-- SET TASK A --
Give the number of lines in the listing below that contain the string "foreground". Case counts.

-- EXCERPTED PASSAGE --
====
PATCH: Use size reduction -- wave2

Hi All,

here comes the patch for the second wave of Use class size reduction.

I have included all the machinery that is needed, and it is
*active*. The User* inside of Use is even sometimes NULL,
but the algorithm is able to recover it.
If there is a non-null User* present, then I am
asserting that it equals the computed value.

I did not receive feedback for the algorithmic part yet,
so I assume, you are comfortable with it.

Unfortunately I had to introduce a new GlobalVariable::Create
mechanism (I hoped to have nailed all in wave 1, but life is cruel).
I will submit scripts for the easy conversion of external projects
like the last time.

I have split this review material into 3 files, corresponding to
- essential changes,
- related changes in .cpp files,
- collateral nitty-gritty, mostly mechanical stuff.

Outlook: The actual removal of the Use::U member
will happen in wave 3 after this stuff is merged to
trunk. I do not expect any problems.
Btw., I have already performed a test merge
and it also passes all tests (deja, clang, test-suite).

Cheers,

  Gabor

--------------------- STATS ------------------
ggreif$ ls -l wave2*
-rw-r--r-- 1 ggreif ggreif 79367 Apr 16 00:20 wave2-essentials.diff
-rw-r--r-- 1 ggreif ggreif 51795 Apr 16 00:24 wave2-impl.diff
-rw-r--r-- 1 ggreif ggreif 25300 Apr 16 00:25 wave2-nittygritty.diff

ggreif$ wc wave2*
     2189 9005 79367 wave2-essentials.diff
     1408 4793 51795 wave2-impl.diff
      521 1995 25300 wave2-nittygritty.diff
     4118 15793 156462 total

wave2-essentials.diff (77.5 KB)

wave2-impl.diff (50.6 KB)

wave2-nittygritty.diff (24.7 KB)

Hi Gabor,

Can you provide performance data for this? I'd
like to know what affect these changes have on
compile time.
====
(Coordinate annotation records)
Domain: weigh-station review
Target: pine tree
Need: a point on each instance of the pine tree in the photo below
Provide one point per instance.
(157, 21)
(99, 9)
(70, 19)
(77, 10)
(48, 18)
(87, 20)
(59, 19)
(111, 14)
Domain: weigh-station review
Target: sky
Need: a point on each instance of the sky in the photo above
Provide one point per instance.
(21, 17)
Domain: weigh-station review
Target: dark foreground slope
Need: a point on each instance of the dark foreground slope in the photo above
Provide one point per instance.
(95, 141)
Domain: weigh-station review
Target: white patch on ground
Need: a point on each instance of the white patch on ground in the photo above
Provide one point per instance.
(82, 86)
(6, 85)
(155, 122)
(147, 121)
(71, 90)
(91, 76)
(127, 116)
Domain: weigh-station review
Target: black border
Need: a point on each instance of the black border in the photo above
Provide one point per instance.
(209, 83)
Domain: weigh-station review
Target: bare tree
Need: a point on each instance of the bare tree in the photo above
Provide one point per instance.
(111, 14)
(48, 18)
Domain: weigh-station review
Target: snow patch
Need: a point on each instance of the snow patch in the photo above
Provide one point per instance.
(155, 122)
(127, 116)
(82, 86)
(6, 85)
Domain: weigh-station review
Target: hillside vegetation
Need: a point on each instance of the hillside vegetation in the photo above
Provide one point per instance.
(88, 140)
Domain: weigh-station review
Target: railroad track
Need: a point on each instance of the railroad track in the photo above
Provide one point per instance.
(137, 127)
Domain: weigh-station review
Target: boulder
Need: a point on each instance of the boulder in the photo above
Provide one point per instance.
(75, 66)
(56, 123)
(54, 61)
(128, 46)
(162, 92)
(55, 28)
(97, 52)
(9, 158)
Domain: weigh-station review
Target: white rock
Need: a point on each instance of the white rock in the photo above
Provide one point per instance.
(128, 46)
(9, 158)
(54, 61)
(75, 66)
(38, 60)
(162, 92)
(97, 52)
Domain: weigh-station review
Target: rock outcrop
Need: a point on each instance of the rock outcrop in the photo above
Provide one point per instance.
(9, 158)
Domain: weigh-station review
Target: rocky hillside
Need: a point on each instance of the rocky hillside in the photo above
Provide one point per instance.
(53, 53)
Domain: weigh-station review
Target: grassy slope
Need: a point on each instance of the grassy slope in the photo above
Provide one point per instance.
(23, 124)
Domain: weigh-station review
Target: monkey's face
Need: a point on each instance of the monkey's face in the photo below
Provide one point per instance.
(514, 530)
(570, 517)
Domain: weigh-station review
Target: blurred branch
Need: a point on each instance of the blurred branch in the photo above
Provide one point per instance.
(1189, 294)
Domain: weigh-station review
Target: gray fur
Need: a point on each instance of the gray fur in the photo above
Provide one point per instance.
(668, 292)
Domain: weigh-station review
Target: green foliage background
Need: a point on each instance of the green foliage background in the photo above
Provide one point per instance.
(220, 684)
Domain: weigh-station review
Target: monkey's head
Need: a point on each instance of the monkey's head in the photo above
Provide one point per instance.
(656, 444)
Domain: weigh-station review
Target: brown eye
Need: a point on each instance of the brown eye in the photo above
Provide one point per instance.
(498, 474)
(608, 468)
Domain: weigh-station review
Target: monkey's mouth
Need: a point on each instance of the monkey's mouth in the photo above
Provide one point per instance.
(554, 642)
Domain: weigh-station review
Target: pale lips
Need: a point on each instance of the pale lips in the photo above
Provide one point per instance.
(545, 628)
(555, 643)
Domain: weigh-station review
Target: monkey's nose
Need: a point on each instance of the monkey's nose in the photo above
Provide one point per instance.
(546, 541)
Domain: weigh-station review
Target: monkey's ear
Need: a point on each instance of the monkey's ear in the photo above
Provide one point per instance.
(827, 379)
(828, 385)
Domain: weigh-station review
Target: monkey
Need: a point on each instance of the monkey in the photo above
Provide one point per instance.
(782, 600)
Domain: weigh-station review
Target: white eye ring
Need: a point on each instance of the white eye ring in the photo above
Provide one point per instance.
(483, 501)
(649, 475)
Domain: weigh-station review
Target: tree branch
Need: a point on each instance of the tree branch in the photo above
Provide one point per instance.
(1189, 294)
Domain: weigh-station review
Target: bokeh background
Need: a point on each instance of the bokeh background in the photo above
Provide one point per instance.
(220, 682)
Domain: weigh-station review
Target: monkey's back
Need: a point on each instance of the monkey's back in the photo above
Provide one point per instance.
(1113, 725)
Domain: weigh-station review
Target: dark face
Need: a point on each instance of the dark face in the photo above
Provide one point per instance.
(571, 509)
====
-- SET TASK B --
In the Use size reduction patch post, in which wave will the Use::U member actually be removed?

-- FULL OUTPUT A --
2

-- FULL OUTPUT B --
Wave 3, after this work is merged to trunk.